_WHAT IS NEEDED:_
Swap "photo above" for "image above" everywhere in the lines that follow and leave everything else unchanged. Give the lines back without the pictures.
───── SUPPLIED INFORMATION
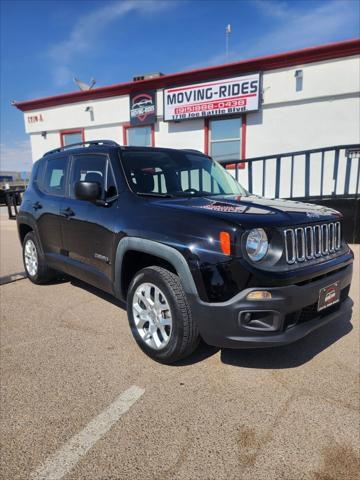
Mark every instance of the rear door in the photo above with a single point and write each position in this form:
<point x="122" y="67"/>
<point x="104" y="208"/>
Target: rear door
<point x="87" y="228"/>
<point x="48" y="205"/>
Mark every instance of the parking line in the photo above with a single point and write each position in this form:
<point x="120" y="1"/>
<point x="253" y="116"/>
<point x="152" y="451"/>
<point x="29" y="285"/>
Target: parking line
<point x="65" y="459"/>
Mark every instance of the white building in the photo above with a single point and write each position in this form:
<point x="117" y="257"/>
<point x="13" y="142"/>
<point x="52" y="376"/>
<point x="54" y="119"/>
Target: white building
<point x="294" y="101"/>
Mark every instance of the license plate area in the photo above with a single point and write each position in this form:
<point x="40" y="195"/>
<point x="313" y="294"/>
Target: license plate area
<point x="328" y="296"/>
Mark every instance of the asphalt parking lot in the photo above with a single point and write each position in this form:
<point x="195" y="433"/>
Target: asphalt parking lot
<point x="79" y="400"/>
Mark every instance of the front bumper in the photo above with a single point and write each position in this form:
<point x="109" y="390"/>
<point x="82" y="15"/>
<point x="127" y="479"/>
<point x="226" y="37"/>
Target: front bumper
<point x="291" y="310"/>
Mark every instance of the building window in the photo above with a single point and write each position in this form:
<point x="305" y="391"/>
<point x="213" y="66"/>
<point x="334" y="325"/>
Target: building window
<point x="225" y="139"/>
<point x="71" y="136"/>
<point x="139" y="136"/>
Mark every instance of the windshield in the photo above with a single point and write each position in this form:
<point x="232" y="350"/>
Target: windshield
<point x="177" y="173"/>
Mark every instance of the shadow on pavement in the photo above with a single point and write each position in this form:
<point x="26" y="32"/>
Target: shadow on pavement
<point x="294" y="354"/>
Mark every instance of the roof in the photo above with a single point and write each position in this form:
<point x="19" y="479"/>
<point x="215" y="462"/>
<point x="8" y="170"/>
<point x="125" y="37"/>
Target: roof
<point x="269" y="62"/>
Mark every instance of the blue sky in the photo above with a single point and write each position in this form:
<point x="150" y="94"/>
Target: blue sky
<point x="44" y="44"/>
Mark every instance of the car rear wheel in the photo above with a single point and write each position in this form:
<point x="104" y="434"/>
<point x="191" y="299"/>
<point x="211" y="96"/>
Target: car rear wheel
<point x="159" y="315"/>
<point x="35" y="266"/>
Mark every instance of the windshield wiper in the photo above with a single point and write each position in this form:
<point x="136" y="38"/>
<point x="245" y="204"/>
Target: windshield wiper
<point x="153" y="194"/>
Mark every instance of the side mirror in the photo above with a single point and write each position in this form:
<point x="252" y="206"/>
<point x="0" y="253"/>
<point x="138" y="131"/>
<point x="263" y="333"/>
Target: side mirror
<point x="90" y="191"/>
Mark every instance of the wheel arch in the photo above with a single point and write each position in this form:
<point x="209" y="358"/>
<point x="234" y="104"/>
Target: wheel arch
<point x="24" y="229"/>
<point x="131" y="248"/>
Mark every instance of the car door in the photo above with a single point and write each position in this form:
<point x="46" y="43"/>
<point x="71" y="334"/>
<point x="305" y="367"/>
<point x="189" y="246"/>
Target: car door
<point x="51" y="192"/>
<point x="87" y="228"/>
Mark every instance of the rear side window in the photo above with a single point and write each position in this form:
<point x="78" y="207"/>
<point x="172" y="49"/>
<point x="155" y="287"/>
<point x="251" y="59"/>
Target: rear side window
<point x="55" y="175"/>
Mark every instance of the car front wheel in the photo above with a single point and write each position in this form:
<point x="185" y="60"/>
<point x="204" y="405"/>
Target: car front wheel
<point x="159" y="315"/>
<point x="36" y="269"/>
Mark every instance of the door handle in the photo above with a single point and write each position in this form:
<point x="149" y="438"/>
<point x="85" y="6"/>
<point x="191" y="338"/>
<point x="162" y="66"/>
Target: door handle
<point x="37" y="205"/>
<point x="68" y="212"/>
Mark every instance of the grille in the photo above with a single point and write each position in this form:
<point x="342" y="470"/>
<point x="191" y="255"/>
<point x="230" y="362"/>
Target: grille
<point x="312" y="241"/>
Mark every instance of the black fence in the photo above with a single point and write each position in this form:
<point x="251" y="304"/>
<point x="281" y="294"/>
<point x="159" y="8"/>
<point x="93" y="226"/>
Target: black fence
<point x="329" y="176"/>
<point x="319" y="173"/>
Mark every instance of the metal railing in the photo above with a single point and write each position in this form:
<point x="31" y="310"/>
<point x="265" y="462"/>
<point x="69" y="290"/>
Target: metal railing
<point x="317" y="173"/>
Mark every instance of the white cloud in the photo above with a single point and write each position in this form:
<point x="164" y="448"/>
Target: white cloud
<point x="294" y="28"/>
<point x="16" y="157"/>
<point x="88" y="28"/>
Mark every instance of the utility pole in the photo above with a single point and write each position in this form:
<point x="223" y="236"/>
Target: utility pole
<point x="227" y="39"/>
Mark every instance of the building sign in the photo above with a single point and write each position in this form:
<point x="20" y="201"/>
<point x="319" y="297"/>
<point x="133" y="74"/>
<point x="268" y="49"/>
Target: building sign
<point x="220" y="97"/>
<point x="143" y="108"/>
<point x="35" y="118"/>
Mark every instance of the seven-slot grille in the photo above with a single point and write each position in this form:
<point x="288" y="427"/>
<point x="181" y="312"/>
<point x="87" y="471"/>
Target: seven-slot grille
<point x="312" y="241"/>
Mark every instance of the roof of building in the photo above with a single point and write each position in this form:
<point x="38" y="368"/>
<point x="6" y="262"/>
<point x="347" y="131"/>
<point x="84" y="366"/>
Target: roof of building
<point x="269" y="62"/>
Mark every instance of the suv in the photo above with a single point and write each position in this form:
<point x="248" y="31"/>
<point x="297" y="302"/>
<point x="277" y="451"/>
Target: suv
<point x="190" y="251"/>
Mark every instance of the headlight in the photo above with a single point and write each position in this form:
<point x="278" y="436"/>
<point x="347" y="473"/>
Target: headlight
──────────
_SOLUTION:_
Mark every instance of the rear door in the image above with a single point and write each position in this form:
<point x="122" y="67"/>
<point x="104" y="208"/>
Target: rear door
<point x="87" y="228"/>
<point x="48" y="205"/>
Mark every instance of the parking line in the image above with a single point and write each position in this form:
<point x="120" y="1"/>
<point x="253" y="116"/>
<point x="152" y="451"/>
<point x="29" y="285"/>
Target: parking line
<point x="65" y="459"/>
Mark every instance of the white building in the image above with a single point and write each position in this form:
<point x="117" y="257"/>
<point x="13" y="142"/>
<point x="52" y="376"/>
<point x="54" y="119"/>
Target: white building
<point x="294" y="101"/>
Mark every instance of the license plate area in the image above with a single point and write each position in this form:
<point x="40" y="195"/>
<point x="313" y="294"/>
Target: license plate area
<point x="328" y="296"/>
Mark every instance of the asphalt parking lot in the image above with a single point and write each position in this form:
<point x="195" y="433"/>
Target: asphalt parking lot
<point x="79" y="400"/>
Mark every instance of the front bumper in the image above with a single point and write each position in this form:
<point x="109" y="390"/>
<point x="82" y="15"/>
<point x="127" y="479"/>
<point x="226" y="37"/>
Target: front bumper
<point x="291" y="310"/>
Mark every instance of the building window in the image above with a single point and write each position in this form:
<point x="305" y="391"/>
<point x="213" y="66"/>
<point x="334" y="325"/>
Target: building window
<point x="225" y="139"/>
<point x="71" y="136"/>
<point x="139" y="136"/>
Mark every instance of the windshield in the image above with a single point and write each position in this form:
<point x="232" y="350"/>
Target: windshield
<point x="177" y="173"/>
Mark every instance of the shadow on pavement in the image above with a single point and write each position in this form:
<point x="26" y="32"/>
Target: shadow on pavement
<point x="294" y="354"/>
Mark every instance of the roof in the image above with a single point and write each position in this form:
<point x="19" y="479"/>
<point x="215" y="462"/>
<point x="8" y="170"/>
<point x="125" y="37"/>
Target: roof
<point x="269" y="62"/>
Mark every instance of the blue sky in the image above with a single point and write each position in this form:
<point x="150" y="94"/>
Target: blue sky
<point x="44" y="44"/>
Mark every instance of the car rear wheel in the image above with a single point and write each position in this form:
<point x="104" y="434"/>
<point x="191" y="299"/>
<point x="211" y="96"/>
Target: car rear wheel
<point x="159" y="315"/>
<point x="35" y="266"/>
Mark every instance of the windshield wiper in the image above with a single point and write each position in this form:
<point x="136" y="38"/>
<point x="245" y="204"/>
Target: windshield wiper
<point x="153" y="194"/>
Mark every instance of the side mirror in the image above with a single point and write each position in this form:
<point x="252" y="206"/>
<point x="0" y="253"/>
<point x="138" y="131"/>
<point x="263" y="333"/>
Target: side mirror
<point x="90" y="191"/>
Mark every instance of the wheel arch in the image above with a single point and write each position in this form:
<point x="209" y="358"/>
<point x="234" y="104"/>
Target: wheel arch
<point x="24" y="229"/>
<point x="131" y="248"/>
Mark every instance of the car door in the image above with a single point and write each position in this form:
<point x="46" y="43"/>
<point x="71" y="334"/>
<point x="305" y="367"/>
<point x="189" y="246"/>
Target: car door
<point x="51" y="192"/>
<point x="87" y="228"/>
Mark every instance of the rear side window in the image above with a single point and write each position in this form:
<point x="78" y="207"/>
<point x="172" y="49"/>
<point x="155" y="287"/>
<point x="251" y="59"/>
Target: rear side window
<point x="55" y="175"/>
Mark every instance of the car front wheel in the image above with a single point and write each position in this form:
<point x="185" y="60"/>
<point x="204" y="405"/>
Target: car front wheel
<point x="159" y="315"/>
<point x="36" y="269"/>
Mark every instance of the door handle in the image above with a single point and write each position in this form:
<point x="149" y="438"/>
<point x="85" y="6"/>
<point x="191" y="338"/>
<point x="162" y="66"/>
Target: door handle
<point x="37" y="205"/>
<point x="68" y="212"/>
Mark every instance of the grille in the image above with a single point and write each position in this form:
<point x="342" y="470"/>
<point x="191" y="255"/>
<point x="230" y="362"/>
Target: grille
<point x="312" y="241"/>
Mark every instance of the black fence in the image above with a single point and write each position in this form:
<point x="251" y="304"/>
<point x="281" y="294"/>
<point x="159" y="8"/>
<point x="93" y="226"/>
Target: black fence
<point x="329" y="176"/>
<point x="319" y="173"/>
Mark every instance of the metal railing in the image above with a single point and write each position in this form:
<point x="31" y="310"/>
<point x="265" y="462"/>
<point x="69" y="290"/>
Target: metal railing
<point x="317" y="173"/>
Mark every instance of the white cloud in the image above with a single point and write each position in this form:
<point x="164" y="448"/>
Target: white cloud
<point x="294" y="28"/>
<point x="16" y="157"/>
<point x="88" y="28"/>
Mark every instance of the utility pole in the image above with a single point and write each position in this form:
<point x="223" y="236"/>
Target: utility pole
<point x="227" y="39"/>
Mark every instance of the building sign in the image above with a single point and write each position in this form:
<point x="20" y="201"/>
<point x="319" y="297"/>
<point x="133" y="74"/>
<point x="268" y="49"/>
Target: building sign
<point x="220" y="97"/>
<point x="143" y="108"/>
<point x="35" y="118"/>
Mark every instance of the seven-slot grille in the image above with a single point and write each position in this form:
<point x="288" y="427"/>
<point x="181" y="312"/>
<point x="87" y="471"/>
Target: seven-slot grille
<point x="312" y="241"/>
Mark every instance of the roof of building in the image above with a single point and write each position in this form:
<point x="38" y="368"/>
<point x="6" y="262"/>
<point x="347" y="131"/>
<point x="84" y="366"/>
Target: roof of building
<point x="269" y="62"/>
Mark every instance of the suv in the image above with a single point and write each position in this form:
<point x="248" y="31"/>
<point x="297" y="302"/>
<point x="277" y="451"/>
Target: suv
<point x="190" y="251"/>
Mark every instance of the headlight in the image above with a single point and write each position in this form:
<point x="278" y="436"/>
<point x="347" y="473"/>
Target: headlight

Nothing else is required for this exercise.